Search the records for the string "fence", then copy each line that has it.

Stored data:
---------------
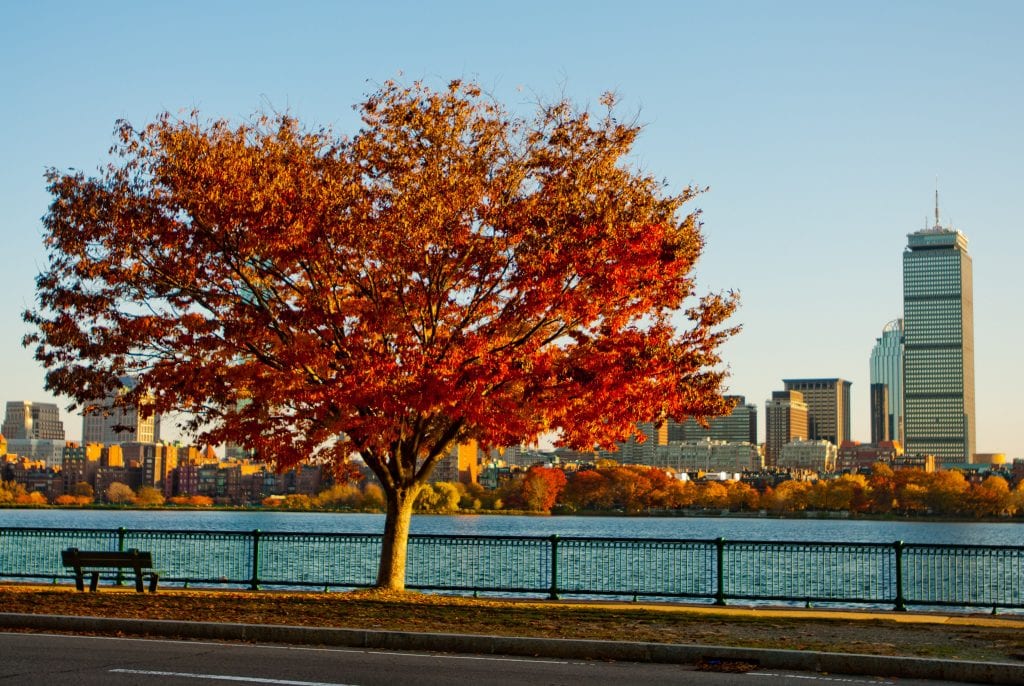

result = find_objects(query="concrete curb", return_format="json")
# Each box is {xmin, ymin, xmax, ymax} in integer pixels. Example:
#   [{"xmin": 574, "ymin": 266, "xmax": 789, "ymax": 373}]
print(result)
[{"xmin": 2, "ymin": 613, "xmax": 1023, "ymax": 685}]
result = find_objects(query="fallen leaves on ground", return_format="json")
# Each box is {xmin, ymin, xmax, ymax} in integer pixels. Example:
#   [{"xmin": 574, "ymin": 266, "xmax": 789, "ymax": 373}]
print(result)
[{"xmin": 1, "ymin": 585, "xmax": 1022, "ymax": 663}]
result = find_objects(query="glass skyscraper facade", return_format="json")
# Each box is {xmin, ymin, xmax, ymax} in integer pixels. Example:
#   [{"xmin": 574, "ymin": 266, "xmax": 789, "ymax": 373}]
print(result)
[
  {"xmin": 902, "ymin": 223, "xmax": 975, "ymax": 463},
  {"xmin": 869, "ymin": 319, "xmax": 904, "ymax": 444}
]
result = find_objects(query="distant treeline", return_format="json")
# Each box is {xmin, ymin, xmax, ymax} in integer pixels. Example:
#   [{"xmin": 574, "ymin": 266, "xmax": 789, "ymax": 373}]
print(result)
[{"xmin": 3, "ymin": 462, "xmax": 1020, "ymax": 519}]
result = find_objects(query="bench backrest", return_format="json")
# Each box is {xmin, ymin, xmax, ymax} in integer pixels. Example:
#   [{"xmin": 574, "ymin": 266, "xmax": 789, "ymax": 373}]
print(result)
[{"xmin": 62, "ymin": 548, "xmax": 154, "ymax": 568}]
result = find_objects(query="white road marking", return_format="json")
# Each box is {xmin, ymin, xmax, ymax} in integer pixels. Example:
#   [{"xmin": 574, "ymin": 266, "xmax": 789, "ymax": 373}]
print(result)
[
  {"xmin": 337, "ymin": 649, "xmax": 572, "ymax": 664},
  {"xmin": 748, "ymin": 673, "xmax": 895, "ymax": 684},
  {"xmin": 109, "ymin": 669, "xmax": 357, "ymax": 685}
]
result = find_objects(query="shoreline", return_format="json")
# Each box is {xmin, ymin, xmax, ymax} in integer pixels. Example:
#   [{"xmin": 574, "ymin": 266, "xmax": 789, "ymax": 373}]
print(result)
[{"xmin": 1, "ymin": 503, "xmax": 1021, "ymax": 525}]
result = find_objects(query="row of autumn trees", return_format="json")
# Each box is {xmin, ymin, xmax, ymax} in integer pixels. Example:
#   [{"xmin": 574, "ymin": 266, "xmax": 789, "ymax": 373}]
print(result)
[
  {"xmin": 5, "ymin": 463, "xmax": 1021, "ymax": 518},
  {"xmin": 524, "ymin": 464, "xmax": 1024, "ymax": 518},
  {"xmin": 0, "ymin": 480, "xmax": 213, "ymax": 508},
  {"xmin": 484, "ymin": 465, "xmax": 1024, "ymax": 518},
  {"xmin": 261, "ymin": 463, "xmax": 1024, "ymax": 519}
]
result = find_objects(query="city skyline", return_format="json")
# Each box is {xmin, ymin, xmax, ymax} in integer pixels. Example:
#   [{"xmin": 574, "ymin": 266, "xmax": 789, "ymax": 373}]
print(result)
[{"xmin": 2, "ymin": 2, "xmax": 1022, "ymax": 458}]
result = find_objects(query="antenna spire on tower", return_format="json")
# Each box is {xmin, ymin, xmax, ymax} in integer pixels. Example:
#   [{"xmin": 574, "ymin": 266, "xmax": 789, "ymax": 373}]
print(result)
[{"xmin": 934, "ymin": 178, "xmax": 940, "ymax": 227}]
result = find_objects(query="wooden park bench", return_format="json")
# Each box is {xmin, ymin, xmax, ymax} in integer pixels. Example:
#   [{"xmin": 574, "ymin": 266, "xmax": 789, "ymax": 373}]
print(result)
[{"xmin": 61, "ymin": 547, "xmax": 159, "ymax": 592}]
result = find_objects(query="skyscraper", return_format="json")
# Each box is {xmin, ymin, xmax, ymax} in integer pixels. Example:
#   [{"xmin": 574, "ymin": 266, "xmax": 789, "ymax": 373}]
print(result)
[
  {"xmin": 764, "ymin": 390, "xmax": 808, "ymax": 467},
  {"xmin": 902, "ymin": 196, "xmax": 976, "ymax": 463},
  {"xmin": 870, "ymin": 319, "xmax": 904, "ymax": 444},
  {"xmin": 2, "ymin": 401, "xmax": 65, "ymax": 440},
  {"xmin": 782, "ymin": 378, "xmax": 851, "ymax": 446}
]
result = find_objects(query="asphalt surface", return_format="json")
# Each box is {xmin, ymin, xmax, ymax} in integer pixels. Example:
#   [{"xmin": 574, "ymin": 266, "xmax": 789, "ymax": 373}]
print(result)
[{"xmin": 1, "ymin": 610, "xmax": 1023, "ymax": 685}]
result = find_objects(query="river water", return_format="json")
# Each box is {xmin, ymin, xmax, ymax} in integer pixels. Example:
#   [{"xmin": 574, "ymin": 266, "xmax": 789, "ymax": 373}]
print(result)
[{"xmin": 3, "ymin": 508, "xmax": 1022, "ymax": 546}]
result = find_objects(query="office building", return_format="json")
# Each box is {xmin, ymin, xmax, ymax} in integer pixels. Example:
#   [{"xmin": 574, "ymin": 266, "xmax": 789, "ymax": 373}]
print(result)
[
  {"xmin": 782, "ymin": 379, "xmax": 851, "ymax": 446},
  {"xmin": 81, "ymin": 377, "xmax": 161, "ymax": 445},
  {"xmin": 2, "ymin": 401, "xmax": 65, "ymax": 440},
  {"xmin": 765, "ymin": 390, "xmax": 808, "ymax": 467},
  {"xmin": 902, "ymin": 198, "xmax": 976, "ymax": 462},
  {"xmin": 4, "ymin": 438, "xmax": 66, "ymax": 468},
  {"xmin": 669, "ymin": 396, "xmax": 758, "ymax": 444},
  {"xmin": 600, "ymin": 421, "xmax": 668, "ymax": 466},
  {"xmin": 870, "ymin": 319, "xmax": 904, "ymax": 444}
]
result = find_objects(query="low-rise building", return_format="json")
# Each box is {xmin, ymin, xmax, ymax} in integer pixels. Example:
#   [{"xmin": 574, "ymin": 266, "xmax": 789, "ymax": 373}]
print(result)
[
  {"xmin": 654, "ymin": 439, "xmax": 762, "ymax": 473},
  {"xmin": 779, "ymin": 439, "xmax": 837, "ymax": 473},
  {"xmin": 892, "ymin": 453, "xmax": 936, "ymax": 472},
  {"xmin": 2, "ymin": 455, "xmax": 63, "ymax": 500},
  {"xmin": 837, "ymin": 440, "xmax": 903, "ymax": 472}
]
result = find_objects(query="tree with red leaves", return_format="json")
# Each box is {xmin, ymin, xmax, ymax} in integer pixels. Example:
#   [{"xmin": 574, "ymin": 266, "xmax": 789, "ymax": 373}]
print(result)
[
  {"xmin": 510, "ymin": 465, "xmax": 568, "ymax": 512},
  {"xmin": 26, "ymin": 80, "xmax": 737, "ymax": 590}
]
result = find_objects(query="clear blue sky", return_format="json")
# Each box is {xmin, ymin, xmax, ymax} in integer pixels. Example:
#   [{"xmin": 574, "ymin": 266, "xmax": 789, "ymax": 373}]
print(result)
[{"xmin": 2, "ymin": 1, "xmax": 1021, "ymax": 457}]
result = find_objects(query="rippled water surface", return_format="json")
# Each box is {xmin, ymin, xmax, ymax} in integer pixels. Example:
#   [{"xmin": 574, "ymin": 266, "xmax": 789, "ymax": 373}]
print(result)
[{"xmin": 3, "ymin": 508, "xmax": 1022, "ymax": 545}]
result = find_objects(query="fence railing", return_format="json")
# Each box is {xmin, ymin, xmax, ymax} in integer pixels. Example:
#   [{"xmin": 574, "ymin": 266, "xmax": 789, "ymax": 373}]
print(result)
[{"xmin": 1, "ymin": 527, "xmax": 1022, "ymax": 611}]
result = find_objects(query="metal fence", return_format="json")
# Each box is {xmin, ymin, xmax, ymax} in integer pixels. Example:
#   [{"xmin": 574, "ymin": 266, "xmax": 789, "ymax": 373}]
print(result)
[{"xmin": 2, "ymin": 527, "xmax": 1022, "ymax": 611}]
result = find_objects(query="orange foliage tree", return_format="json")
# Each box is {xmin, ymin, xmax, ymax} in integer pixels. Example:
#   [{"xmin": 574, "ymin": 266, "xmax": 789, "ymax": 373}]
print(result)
[
  {"xmin": 25, "ymin": 80, "xmax": 737, "ymax": 590},
  {"xmin": 512, "ymin": 465, "xmax": 568, "ymax": 512},
  {"xmin": 968, "ymin": 475, "xmax": 1012, "ymax": 518},
  {"xmin": 561, "ymin": 469, "xmax": 614, "ymax": 511},
  {"xmin": 560, "ymin": 465, "xmax": 692, "ymax": 513}
]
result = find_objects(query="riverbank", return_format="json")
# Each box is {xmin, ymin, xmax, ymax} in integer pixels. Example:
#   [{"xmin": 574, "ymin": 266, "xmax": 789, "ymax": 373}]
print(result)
[
  {"xmin": 2, "ymin": 584, "xmax": 1023, "ymax": 664},
  {"xmin": 3, "ymin": 503, "xmax": 1022, "ymax": 525}
]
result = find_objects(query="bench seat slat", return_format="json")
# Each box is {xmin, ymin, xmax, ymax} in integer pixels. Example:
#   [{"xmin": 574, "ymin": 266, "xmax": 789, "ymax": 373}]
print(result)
[{"xmin": 63, "ymin": 551, "xmax": 153, "ymax": 567}]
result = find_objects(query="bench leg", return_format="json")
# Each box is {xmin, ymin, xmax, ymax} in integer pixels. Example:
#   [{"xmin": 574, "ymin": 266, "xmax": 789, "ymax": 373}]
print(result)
[
  {"xmin": 134, "ymin": 569, "xmax": 144, "ymax": 592},
  {"xmin": 74, "ymin": 570, "xmax": 85, "ymax": 592},
  {"xmin": 149, "ymin": 573, "xmax": 159, "ymax": 593},
  {"xmin": 89, "ymin": 572, "xmax": 100, "ymax": 592}
]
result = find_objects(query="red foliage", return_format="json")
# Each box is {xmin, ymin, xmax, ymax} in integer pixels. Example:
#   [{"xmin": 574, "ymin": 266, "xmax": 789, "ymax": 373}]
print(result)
[{"xmin": 515, "ymin": 466, "xmax": 568, "ymax": 512}]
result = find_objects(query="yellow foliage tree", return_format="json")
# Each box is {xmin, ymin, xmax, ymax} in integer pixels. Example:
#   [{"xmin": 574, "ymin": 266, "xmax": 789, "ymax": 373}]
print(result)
[{"xmin": 105, "ymin": 482, "xmax": 136, "ymax": 504}]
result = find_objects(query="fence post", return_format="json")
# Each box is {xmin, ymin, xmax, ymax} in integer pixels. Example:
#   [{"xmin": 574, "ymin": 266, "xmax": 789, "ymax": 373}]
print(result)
[
  {"xmin": 250, "ymin": 529, "xmax": 261, "ymax": 591},
  {"xmin": 893, "ymin": 540, "xmax": 906, "ymax": 612},
  {"xmin": 549, "ymin": 535, "xmax": 560, "ymax": 600},
  {"xmin": 116, "ymin": 527, "xmax": 126, "ymax": 586},
  {"xmin": 714, "ymin": 537, "xmax": 726, "ymax": 606}
]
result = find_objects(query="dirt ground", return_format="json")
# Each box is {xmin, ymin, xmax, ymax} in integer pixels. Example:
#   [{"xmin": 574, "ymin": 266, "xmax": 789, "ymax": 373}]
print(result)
[{"xmin": 2, "ymin": 584, "xmax": 1023, "ymax": 664}]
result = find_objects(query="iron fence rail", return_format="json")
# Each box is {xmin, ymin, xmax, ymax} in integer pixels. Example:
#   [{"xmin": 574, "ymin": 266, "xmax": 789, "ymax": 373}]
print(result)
[{"xmin": 1, "ymin": 527, "xmax": 1022, "ymax": 611}]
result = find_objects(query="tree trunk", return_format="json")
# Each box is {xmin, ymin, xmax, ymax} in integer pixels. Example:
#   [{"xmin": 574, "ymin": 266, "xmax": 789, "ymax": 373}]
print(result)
[{"xmin": 376, "ymin": 485, "xmax": 420, "ymax": 590}]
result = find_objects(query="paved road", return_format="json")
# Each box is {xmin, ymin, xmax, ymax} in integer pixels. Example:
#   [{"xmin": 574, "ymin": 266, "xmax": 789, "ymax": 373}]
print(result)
[{"xmin": 0, "ymin": 632, "xmax": 972, "ymax": 686}]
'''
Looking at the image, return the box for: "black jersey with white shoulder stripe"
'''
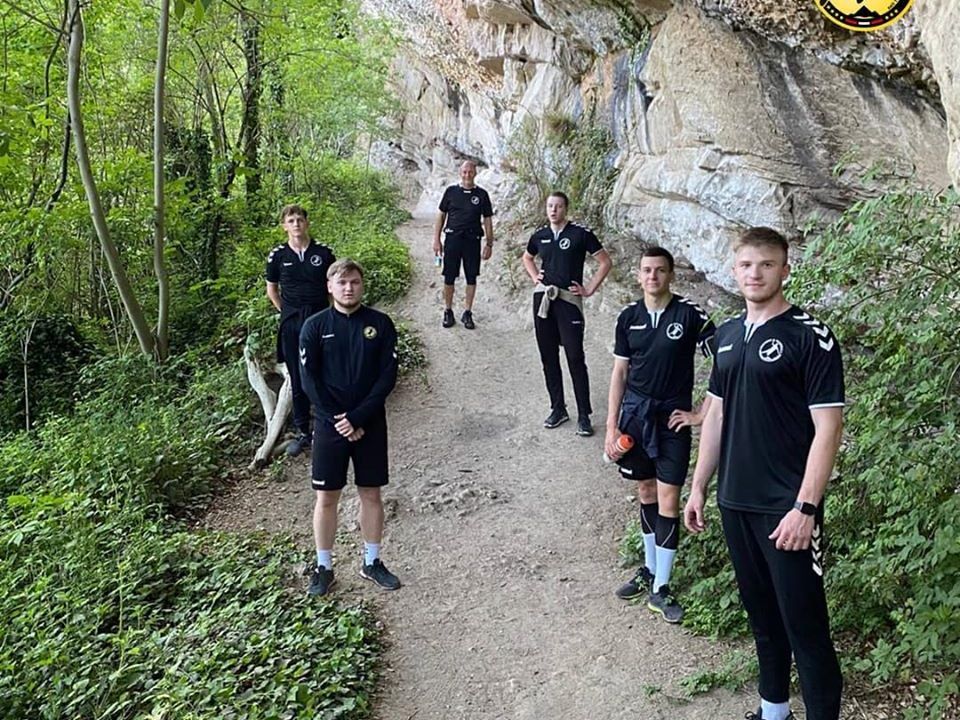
---------------
### Response below
result = find_objects(query="fence railing", return_format="json")
result = find_objects(query="metal fence", return_format="json")
result = find_objects(query="fence post", return_format="json")
result = find_objects(query="iron fence rail", return_format="json")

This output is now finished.